## YOUR GOAL
Set down, exactly and in full, the line holding "Where can you find the concrete" and all the lines after it until the listing ends, and nothing else.

## TASK INPUT

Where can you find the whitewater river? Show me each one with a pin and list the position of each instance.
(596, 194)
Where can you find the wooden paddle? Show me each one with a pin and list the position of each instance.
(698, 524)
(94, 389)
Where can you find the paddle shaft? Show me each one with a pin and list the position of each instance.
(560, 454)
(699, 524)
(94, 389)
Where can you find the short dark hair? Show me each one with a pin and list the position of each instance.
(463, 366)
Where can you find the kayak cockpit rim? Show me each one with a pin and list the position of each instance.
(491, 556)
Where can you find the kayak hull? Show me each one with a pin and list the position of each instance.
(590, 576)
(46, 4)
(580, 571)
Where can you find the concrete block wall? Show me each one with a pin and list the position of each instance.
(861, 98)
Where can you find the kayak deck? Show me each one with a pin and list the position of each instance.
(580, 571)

## OUTPUT FOR THIS TASK
Where can you find the concrete block wall? Show me each one with a pin and list the position of each instance.
(861, 98)
Where can you find the kayak deck? Show me each one with a pin and list the position of each instance.
(580, 571)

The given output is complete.